▶ _Your assignment_: Which lines of the entries contain the string "volcanic"? Copy each of them.
··· Material provided ···
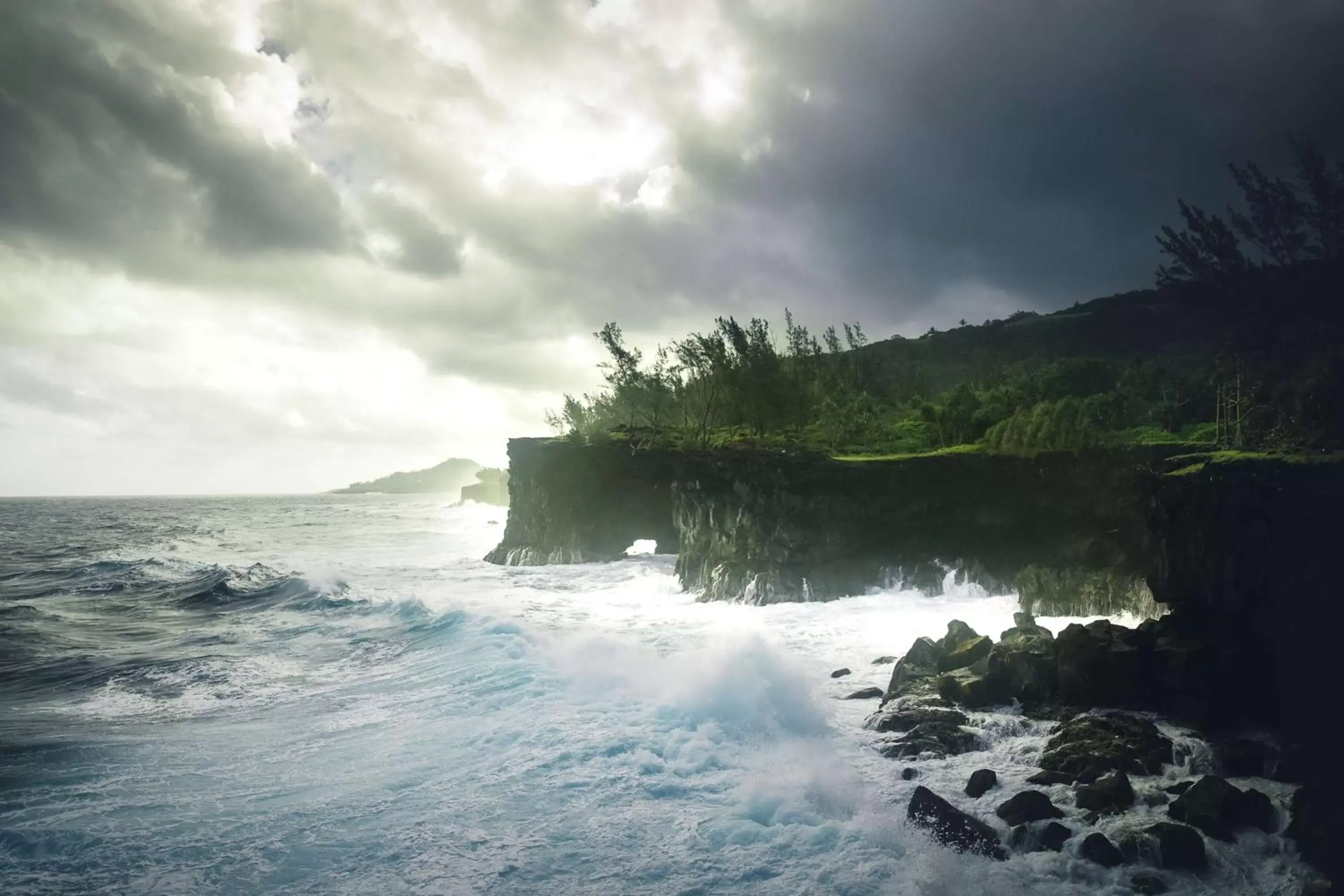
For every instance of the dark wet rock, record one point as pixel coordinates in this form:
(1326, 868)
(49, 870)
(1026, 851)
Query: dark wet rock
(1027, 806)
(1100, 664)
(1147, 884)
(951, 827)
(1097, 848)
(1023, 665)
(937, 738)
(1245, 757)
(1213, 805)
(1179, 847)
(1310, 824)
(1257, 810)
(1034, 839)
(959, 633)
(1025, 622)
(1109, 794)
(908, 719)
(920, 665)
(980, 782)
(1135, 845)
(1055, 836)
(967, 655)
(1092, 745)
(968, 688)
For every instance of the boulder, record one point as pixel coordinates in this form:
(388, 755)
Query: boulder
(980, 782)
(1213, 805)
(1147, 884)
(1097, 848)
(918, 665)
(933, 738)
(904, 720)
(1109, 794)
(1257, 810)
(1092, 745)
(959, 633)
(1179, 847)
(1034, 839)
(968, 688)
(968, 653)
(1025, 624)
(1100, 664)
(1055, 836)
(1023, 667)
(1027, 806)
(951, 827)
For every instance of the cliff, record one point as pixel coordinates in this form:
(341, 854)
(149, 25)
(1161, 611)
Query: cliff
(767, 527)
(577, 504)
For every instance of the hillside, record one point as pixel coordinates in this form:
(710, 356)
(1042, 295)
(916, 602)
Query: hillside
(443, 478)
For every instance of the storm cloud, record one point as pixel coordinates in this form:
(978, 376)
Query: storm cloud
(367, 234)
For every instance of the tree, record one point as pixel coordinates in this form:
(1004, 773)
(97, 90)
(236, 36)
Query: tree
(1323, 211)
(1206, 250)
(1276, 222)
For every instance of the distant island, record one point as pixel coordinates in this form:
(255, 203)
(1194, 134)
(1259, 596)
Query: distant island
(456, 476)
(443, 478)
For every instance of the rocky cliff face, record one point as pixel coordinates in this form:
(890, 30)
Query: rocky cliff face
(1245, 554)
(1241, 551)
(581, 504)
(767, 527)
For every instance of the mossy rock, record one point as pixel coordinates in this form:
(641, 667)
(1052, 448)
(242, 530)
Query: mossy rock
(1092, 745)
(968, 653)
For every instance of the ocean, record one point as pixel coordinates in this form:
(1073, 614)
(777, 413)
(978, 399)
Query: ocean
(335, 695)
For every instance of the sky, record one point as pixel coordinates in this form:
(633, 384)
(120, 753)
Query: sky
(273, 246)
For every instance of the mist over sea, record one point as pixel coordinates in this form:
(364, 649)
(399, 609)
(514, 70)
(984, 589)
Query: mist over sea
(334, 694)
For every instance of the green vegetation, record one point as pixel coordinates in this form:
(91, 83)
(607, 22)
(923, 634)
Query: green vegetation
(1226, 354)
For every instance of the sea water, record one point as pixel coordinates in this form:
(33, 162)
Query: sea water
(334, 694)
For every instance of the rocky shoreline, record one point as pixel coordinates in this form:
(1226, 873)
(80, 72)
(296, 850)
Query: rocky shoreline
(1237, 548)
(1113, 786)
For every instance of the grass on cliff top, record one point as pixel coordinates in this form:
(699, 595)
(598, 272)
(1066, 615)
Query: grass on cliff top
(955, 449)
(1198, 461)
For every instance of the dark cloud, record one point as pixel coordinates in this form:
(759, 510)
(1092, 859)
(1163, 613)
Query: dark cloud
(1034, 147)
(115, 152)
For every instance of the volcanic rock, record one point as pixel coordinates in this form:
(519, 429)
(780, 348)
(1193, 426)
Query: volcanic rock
···
··· Material provided ···
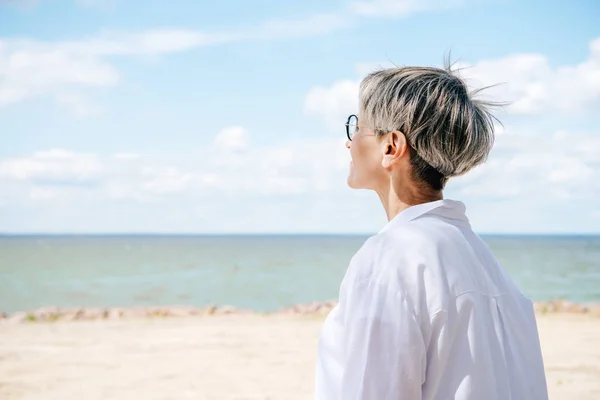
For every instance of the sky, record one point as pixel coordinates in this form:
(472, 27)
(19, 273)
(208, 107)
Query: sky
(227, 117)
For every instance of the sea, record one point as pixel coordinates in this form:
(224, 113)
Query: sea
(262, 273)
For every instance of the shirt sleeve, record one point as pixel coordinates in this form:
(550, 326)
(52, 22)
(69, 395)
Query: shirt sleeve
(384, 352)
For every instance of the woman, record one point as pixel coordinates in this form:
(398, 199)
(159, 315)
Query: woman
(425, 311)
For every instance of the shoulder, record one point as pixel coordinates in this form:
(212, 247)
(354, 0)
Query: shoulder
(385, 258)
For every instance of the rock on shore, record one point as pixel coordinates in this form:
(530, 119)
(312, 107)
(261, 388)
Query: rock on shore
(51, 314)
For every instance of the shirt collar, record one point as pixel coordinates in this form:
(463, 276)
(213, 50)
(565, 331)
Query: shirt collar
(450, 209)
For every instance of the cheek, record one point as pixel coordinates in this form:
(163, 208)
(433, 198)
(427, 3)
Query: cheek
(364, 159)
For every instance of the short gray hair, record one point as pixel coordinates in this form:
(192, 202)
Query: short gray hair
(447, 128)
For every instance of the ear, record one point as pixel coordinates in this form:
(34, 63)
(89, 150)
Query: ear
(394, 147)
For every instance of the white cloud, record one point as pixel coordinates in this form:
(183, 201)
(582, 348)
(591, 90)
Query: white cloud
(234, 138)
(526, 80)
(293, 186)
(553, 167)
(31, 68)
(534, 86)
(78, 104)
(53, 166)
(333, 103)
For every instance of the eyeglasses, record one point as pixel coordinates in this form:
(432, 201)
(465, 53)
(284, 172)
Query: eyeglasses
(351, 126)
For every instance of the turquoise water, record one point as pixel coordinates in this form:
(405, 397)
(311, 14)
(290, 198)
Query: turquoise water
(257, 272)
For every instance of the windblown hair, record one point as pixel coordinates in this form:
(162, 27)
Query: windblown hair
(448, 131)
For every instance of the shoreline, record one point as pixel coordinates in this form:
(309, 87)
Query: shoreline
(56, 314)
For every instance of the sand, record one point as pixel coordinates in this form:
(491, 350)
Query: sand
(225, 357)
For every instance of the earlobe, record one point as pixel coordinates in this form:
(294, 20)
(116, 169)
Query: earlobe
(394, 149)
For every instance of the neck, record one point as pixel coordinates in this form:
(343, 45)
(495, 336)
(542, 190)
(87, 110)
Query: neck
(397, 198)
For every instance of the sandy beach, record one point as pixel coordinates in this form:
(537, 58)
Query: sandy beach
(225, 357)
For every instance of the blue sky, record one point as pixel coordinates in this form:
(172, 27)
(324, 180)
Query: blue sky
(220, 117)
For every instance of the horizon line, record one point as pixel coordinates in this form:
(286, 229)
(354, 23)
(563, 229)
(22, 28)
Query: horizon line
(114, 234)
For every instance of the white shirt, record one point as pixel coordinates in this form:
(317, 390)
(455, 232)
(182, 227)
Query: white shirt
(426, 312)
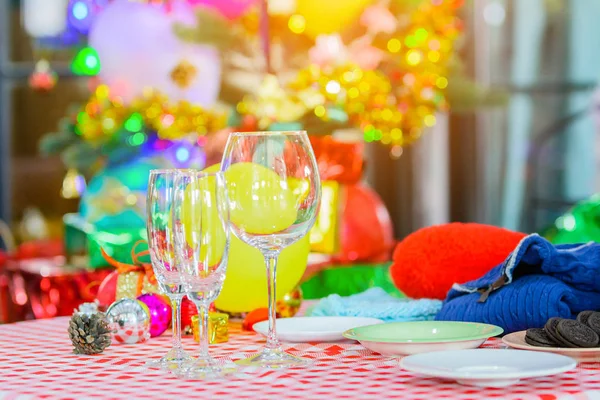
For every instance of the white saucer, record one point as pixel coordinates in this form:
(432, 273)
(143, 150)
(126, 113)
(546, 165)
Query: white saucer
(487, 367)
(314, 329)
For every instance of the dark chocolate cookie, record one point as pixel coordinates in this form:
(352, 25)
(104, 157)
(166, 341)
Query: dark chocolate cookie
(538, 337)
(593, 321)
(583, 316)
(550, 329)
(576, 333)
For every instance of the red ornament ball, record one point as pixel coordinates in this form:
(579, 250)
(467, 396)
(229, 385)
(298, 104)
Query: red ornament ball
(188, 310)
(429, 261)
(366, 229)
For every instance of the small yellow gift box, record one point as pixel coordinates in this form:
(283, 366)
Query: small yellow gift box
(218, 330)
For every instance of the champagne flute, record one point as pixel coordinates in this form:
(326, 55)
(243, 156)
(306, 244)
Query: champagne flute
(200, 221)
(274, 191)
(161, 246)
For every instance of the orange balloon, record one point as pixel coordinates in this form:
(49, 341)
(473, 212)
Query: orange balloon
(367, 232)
···
▶ _Solution for this exercise_:
For every instance of the volcanic rock, record one point as pixel coordinates in this form:
Query: volcanic rock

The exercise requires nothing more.